Do this: The records below must be duplicated exactly, character for character.

◇ ◇ ◇ ◇ ◇

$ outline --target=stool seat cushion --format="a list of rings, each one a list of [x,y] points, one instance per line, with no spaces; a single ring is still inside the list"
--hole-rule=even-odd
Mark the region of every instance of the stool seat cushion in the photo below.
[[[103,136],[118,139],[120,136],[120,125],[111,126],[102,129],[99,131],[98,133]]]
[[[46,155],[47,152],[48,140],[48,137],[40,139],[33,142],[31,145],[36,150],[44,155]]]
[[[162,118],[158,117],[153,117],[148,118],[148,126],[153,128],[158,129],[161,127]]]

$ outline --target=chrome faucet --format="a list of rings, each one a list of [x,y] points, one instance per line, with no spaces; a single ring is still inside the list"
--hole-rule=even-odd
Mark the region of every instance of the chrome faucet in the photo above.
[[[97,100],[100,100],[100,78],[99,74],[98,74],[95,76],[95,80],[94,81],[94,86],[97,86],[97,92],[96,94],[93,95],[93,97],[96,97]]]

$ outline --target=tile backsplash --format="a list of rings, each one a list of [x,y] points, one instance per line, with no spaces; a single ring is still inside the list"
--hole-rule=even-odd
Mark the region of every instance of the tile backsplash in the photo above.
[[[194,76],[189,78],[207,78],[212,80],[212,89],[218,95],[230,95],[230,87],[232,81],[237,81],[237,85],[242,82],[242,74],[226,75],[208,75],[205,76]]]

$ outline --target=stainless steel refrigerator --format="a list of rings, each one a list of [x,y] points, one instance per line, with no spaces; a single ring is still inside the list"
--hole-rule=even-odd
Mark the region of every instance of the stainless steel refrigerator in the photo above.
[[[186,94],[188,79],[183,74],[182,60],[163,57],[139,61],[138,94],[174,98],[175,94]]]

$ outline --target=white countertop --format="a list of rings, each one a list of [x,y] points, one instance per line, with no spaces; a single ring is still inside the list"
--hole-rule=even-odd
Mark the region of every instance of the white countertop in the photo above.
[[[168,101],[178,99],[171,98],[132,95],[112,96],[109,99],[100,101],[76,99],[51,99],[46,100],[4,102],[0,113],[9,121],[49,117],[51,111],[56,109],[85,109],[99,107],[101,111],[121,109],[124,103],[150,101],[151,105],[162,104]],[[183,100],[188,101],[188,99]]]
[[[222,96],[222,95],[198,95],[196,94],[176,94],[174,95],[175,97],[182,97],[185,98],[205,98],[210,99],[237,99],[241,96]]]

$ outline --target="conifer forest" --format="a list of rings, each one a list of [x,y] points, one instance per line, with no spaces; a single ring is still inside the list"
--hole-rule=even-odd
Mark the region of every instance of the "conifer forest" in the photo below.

◇ ◇ ◇ ◇ ◇

Result of the exercise:
$ outline --target=stool seat cushion --format="a list of rings, each one a list of [x,y] points, one instance per line, with no spaces; a single ring is still inside the list"
--hole-rule=even-odd
Mark the region of every instance of the stool seat cushion in the photo below.
[[[103,136],[118,139],[120,136],[120,125],[111,126],[102,129],[99,131],[98,133]]]
[[[46,155],[47,152],[48,140],[48,137],[40,139],[33,142],[31,145],[36,150],[44,155]]]
[[[162,118],[158,117],[153,117],[148,118],[148,126],[153,128],[158,129],[161,127]]]

$ outline --target=chrome faucet --format="a list of rings, each one a list of [x,y] points, one instance per line, with no spaces; a single ring is still inside the list"
--hole-rule=even-odd
Mark the region of every instance of the chrome faucet in the photo above.
[[[97,100],[100,100],[100,78],[99,74],[98,74],[95,76],[95,80],[94,81],[94,86],[97,86],[97,92],[96,94],[93,95],[93,97],[96,97]]]

$ outline --target=tile backsplash --format="a list of rings, each one a list of [x,y] points, one instance per line, with no spaces; a single ring is still inside the list"
--hole-rule=even-odd
Mark the region of every instance of the tile backsplash in the photo above.
[[[194,76],[189,78],[207,78],[212,80],[212,89],[218,95],[230,95],[230,87],[232,81],[237,81],[237,85],[242,82],[242,74],[226,75],[208,75],[205,76]]]

$ outline --target=stainless steel refrigerator --format="a list of rings, each one a list of [x,y] points, one instance per line, with no spaces; a single ring is still inside the list"
--hole-rule=even-odd
Mark the region of every instance of the stainless steel refrigerator in the photo above.
[[[186,94],[188,79],[183,74],[182,60],[163,57],[139,61],[138,94],[174,98],[175,94]]]

$ outline --target=white countertop --format="a list of rings, each one a list of [x,y] points, one instance per line, with no spaces; a single ring is still inside the list"
--hole-rule=even-odd
Mark the region of every instance of the white countertop in the photo above.
[[[168,101],[178,99],[171,98],[132,95],[112,96],[109,99],[100,101],[76,99],[51,99],[46,100],[4,102],[0,113],[9,121],[49,117],[51,111],[56,109],[85,109],[99,107],[101,111],[121,109],[124,103],[150,101],[151,105],[162,104]],[[183,100],[188,101],[188,99]]]
[[[222,96],[222,95],[198,95],[196,94],[176,94],[174,95],[175,97],[182,97],[185,98],[205,98],[210,99],[237,99],[241,96]]]

$ outline --target="conifer forest" --format="a list of rings, each one a list of [x,y] points, one instance per line, with no spaces; a single ring is still inside the list"
--hole-rule=even-odd
Mark the region of every instance of the "conifer forest" in the photo below.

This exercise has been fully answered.